▶ [INSTRUCTIONS TO FOLLOW]: Repeat each entry word for word. Leave any images out of the copy.

▶ [SOURCE RECORDS]:
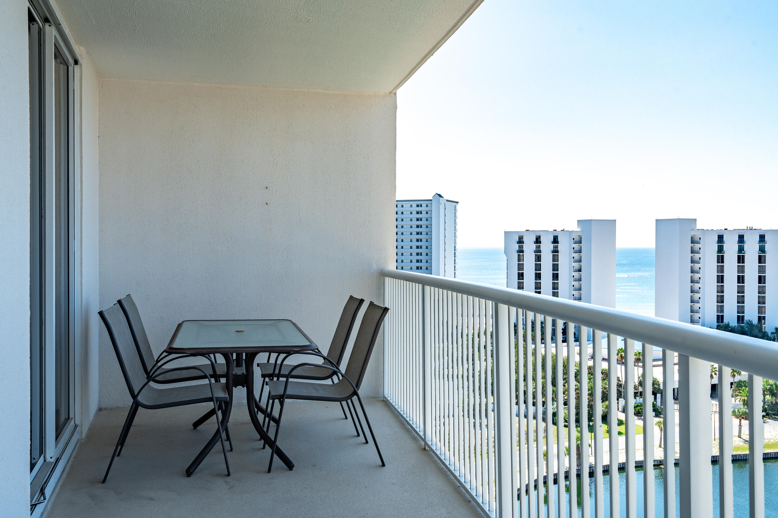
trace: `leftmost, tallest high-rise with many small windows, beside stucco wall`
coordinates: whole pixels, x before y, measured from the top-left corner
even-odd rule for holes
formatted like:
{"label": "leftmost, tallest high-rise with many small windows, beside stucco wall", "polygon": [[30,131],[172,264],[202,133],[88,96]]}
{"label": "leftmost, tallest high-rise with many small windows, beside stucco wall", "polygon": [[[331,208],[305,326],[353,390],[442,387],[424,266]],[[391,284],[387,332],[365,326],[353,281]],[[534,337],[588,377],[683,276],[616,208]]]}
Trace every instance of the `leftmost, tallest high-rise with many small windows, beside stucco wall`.
{"label": "leftmost, tallest high-rise with many small windows, beside stucco wall", "polygon": [[397,269],[457,276],[458,204],[440,194],[430,200],[397,200],[394,205]]}

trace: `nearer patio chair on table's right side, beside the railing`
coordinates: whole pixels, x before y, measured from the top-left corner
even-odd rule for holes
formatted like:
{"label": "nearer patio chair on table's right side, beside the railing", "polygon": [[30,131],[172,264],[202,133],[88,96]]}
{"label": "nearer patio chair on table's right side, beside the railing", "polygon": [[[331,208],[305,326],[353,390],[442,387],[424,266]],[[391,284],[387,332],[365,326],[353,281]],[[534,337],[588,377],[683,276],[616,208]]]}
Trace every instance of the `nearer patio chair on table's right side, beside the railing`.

▶ [RESPONSE BOX]:
trace: `leftmost, tallest high-rise with many small windows, beside stucco wall`
coordinates: whole pixels, x before y, measured from the top-left corner
even-odd rule for holes
formatted like:
{"label": "leftmost, tallest high-rise with many small windows, beside stucco wall", "polygon": [[30,131],[172,264],[202,133],[88,96]]}
{"label": "leftmost, tallest high-rise with many small windows, beside stucco wall", "polygon": [[[331,208],[305,326],[353,390],[442,387],[424,266]],[[391,284],[387,332],[365,326],[353,281]],[[534,337],[588,377],[683,276],[616,208]]]}
Trace every instance of the `leftmost, tallest high-rise with many small windows, beside stucco wall`.
{"label": "leftmost, tallest high-rise with many small windows, beside stucco wall", "polygon": [[397,269],[457,276],[458,204],[440,194],[430,200],[397,200],[394,205]]}

trace: `nearer patio chair on table's right side, beside the railing`
coordinates: whole pixels, x before y, measured from the top-left corner
even-odd rule for holes
formatted like:
{"label": "nearer patio chair on table's right side, beside the railing", "polygon": [[30,131],[172,264],[202,133],[88,96]]}
{"label": "nearer patio chair on table's right side, beside the railing", "polygon": [[[331,208],[305,326],[353,390],[442,387],[424,266]],[[391,284],[387,332],[365,326],[353,281]],[[534,337],[588,377],[683,276],[616,208]]]}
Trace every instance of the `nearer patio chair on table's right side, beside the railing`.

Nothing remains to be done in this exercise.